Transcribe each record below word for word.
___ STORED RECORDS
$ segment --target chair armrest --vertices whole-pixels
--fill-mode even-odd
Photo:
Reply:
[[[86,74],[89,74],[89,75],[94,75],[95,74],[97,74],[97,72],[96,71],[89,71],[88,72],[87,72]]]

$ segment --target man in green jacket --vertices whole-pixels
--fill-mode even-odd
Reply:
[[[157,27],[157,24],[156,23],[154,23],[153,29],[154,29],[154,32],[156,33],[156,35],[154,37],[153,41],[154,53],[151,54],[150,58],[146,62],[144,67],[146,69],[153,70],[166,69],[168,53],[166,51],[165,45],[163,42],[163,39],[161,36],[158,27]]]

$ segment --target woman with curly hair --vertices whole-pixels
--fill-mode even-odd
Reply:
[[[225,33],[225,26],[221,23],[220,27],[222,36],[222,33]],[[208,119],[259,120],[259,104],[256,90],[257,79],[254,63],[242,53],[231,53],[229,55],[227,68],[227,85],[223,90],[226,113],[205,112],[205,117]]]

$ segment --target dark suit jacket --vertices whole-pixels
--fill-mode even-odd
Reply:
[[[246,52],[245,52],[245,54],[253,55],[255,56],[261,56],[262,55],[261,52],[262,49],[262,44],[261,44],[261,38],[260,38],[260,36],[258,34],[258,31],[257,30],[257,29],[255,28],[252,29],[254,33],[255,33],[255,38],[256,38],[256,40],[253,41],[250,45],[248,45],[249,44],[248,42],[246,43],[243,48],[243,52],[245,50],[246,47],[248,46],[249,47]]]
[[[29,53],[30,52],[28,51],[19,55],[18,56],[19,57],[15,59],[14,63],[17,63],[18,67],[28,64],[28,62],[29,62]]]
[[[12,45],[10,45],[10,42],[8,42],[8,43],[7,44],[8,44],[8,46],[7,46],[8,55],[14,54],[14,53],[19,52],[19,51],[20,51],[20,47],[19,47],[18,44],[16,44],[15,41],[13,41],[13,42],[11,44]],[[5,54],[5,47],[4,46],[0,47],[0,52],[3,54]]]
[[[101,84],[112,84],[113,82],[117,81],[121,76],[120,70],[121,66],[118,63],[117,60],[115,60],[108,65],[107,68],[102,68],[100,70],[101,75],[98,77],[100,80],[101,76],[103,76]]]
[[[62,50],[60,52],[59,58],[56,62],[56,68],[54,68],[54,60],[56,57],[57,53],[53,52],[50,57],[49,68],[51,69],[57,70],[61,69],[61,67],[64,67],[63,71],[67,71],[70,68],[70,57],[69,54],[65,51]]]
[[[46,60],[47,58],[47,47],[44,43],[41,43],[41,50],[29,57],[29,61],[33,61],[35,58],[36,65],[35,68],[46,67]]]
______
■ **SOLVED PROBLEM**:
$ segment --target chair armrest --vertices whole-pixels
--fill-mode even-odd
Photo:
Reply:
[[[86,74],[89,74],[89,75],[94,75],[95,74],[97,74],[97,72],[96,71],[89,71],[88,72],[87,72]]]

$ segment --target man in green jacket --vertices whole-pixels
--fill-mode even-odd
Reply:
[[[157,27],[157,24],[156,23],[154,23],[153,29],[154,29],[154,32],[156,33],[156,35],[154,37],[153,41],[154,53],[151,54],[150,58],[146,62],[144,67],[146,69],[153,70],[166,69],[168,53],[166,51],[165,45],[163,42],[163,39],[161,36],[158,27]]]

$ segment --target woman with curly hair --vertices whole-pixels
--fill-mode even-odd
Reply:
[[[225,33],[225,26],[221,23],[220,27],[222,36],[222,33]],[[208,119],[259,120],[259,104],[256,90],[257,79],[254,63],[242,53],[231,53],[229,55],[227,68],[227,85],[223,90],[226,113],[205,112],[205,117]]]

$ segment --target dark suit jacket --vertices whole-pixels
--fill-mode even-odd
Reply:
[[[246,52],[245,52],[245,54],[253,55],[255,56],[261,56],[262,55],[261,52],[262,49],[262,44],[261,44],[261,38],[260,38],[260,36],[258,34],[258,31],[257,30],[257,29],[255,28],[252,29],[254,33],[255,33],[255,38],[256,38],[256,40],[253,41],[250,45],[248,45],[249,44],[248,42],[246,43],[243,48],[243,52],[245,50],[246,47],[248,46],[249,47]]]
[[[29,53],[30,52],[28,51],[19,55],[18,56],[19,57],[15,59],[14,63],[17,63],[18,67],[28,64],[28,62],[29,62]]]
[[[12,45],[10,45],[10,42],[8,42],[8,43],[7,44],[8,44],[8,46],[7,46],[8,55],[14,54],[14,53],[19,52],[19,51],[20,51],[20,47],[19,47],[18,44],[16,44],[15,41],[13,41],[13,42],[11,44]],[[5,54],[5,47],[4,46],[0,47],[0,52],[3,54]]]
[[[101,84],[112,84],[113,82],[117,81],[121,76],[120,70],[121,66],[118,63],[117,60],[115,60],[108,65],[107,68],[102,68],[100,70],[101,75],[98,77],[100,80],[101,76],[103,76]]]
[[[62,50],[60,52],[59,58],[56,62],[56,68],[54,68],[54,60],[56,57],[57,53],[53,52],[50,57],[49,68],[51,69],[57,70],[61,69],[61,67],[64,67],[63,71],[67,71],[70,68],[70,57],[69,54],[65,51]]]
[[[46,60],[47,58],[47,47],[44,43],[41,43],[41,50],[29,57],[29,61],[33,61],[35,58],[36,65],[35,68],[46,67]]]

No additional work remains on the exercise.